SOURCE
══════════

Alkalis freed of their superfluous humidity by calcination attract the moisture of the air, but not so strongly as Acids: so that it is easier to procure and preserve them in a solid form.

They flow in the fire, and are then capable of uniting with vitrifiable earths, and of forming therewith true glass, which, however, will partake of their properties, if they be used in sufficient quantity.

As they melt more readily than vitrifiable earth, they facilitate its fusion; so that a weaker fire will reduce it to glass, when a fixed Alkali is joined with it, than will melt it without that addition.

Alkalis are known by their taste, which is acrid and fiery; and by the properties they possess of turning vegetable blues and violet colours green; particularly syrop of violets.

Their affinity with acids is greater than that of absorbent earths; and hence it comes to pass, that if an Alkali be presented to a combination of an Acid with an absorbent earth, the earth will be separated from the Acid by the Alkali, and a new union between the Acid and the Alkali will take place. This is both an instance and a proof of our fifth proposition concerning Affinities.

If a pure Alkali be presented to a pure Acid, they rush together with violence, and produce the same phenomena as were observed in the union of an absorbent earth with an Acid; but in a greater and more remarkable degree.

Fixed Alkalis may in general be divided into two sorts: one of these hath all the above-recited properties; but the other possesses some that are peculiar to itself. We shall consider this latter sort more particularly under the head of Sea-Salt.

SECTION III.

Of Neutral Salts.

The Acid and the Alkali thus uniting mutually rob each other of their characteristic properties; so that the compound resulting from their union produces no change in the blue colours of vegetables, and has a taste which is neither sour nor acrid, but saltish. A saline combination of this kind is for that reason named Sal Salsum, Sal Medium, of a Neutral Salt. Such combinations are also called by the plain general name of Salts.

It must be observed that, in order to make these Salts perfectly Neutral, it is necessary that neither of the two saline principles of which they are compounded be predominant over the other; for in that case they will have the properties of the prevailing principle. The reason is this: neither of these saline substances can unite with the other but in a limited proportion, beyond which there can be no further coalition between them. The action by which this perfect union is accomplished is termed Saturation; and the instant when such proportions of the two saline substances are mixed together, that the one is incorporated with as much of the other as it can possibly take up, is called the Point of Saturation. All this is equally applicable to the combination of an Acid with an absorbent earth.

The combination is known to be perfect, that is, the Point of Saturation is known to be obtained, when, after repeated affusions of an Acid in small quantities to an Alkali, or an absorbent earth, we find those phenomena cease, which in such cases constantly attend the conflict of union, as we said above, namely, ebullition, hissing, &c. and we may be assured the Saturation is complete when the new compound hath neither an acid nor an acrid taste, nor in the least changes the blue colours of vegetables.

══════════

PROBLEM DESCRIPTION
Please copy word for word the part of the passage on alkalis and neutral salts that begins at the words "Fixed Alkalis may" and stops after "name of Salts.".

══════════

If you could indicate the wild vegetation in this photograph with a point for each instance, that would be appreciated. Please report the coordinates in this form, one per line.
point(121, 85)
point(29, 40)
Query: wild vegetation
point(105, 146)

══════════

TASK RESULT
Fixed Alkalis may in general be divided into two sorts: one of these hath all the above-recited properties; but the other possesses some that are peculiar to itself. We shall consider this latter sort more particularly under the head of Sea-Salt.

SECTION III.

Of Neutral Salts.

The Acid and the Alkali thus uniting mutually rob each other of their characteristic properties; so that the compound resulting from their union produces no change in the blue colours of vegetables, and has a taste which is neither sour nor acrid, but saltish. A saline combination of this kind is for that reason named Sal Salsum, Sal Medium, of a Neutral Salt. Such combinations are also called by the plain general name of Salts.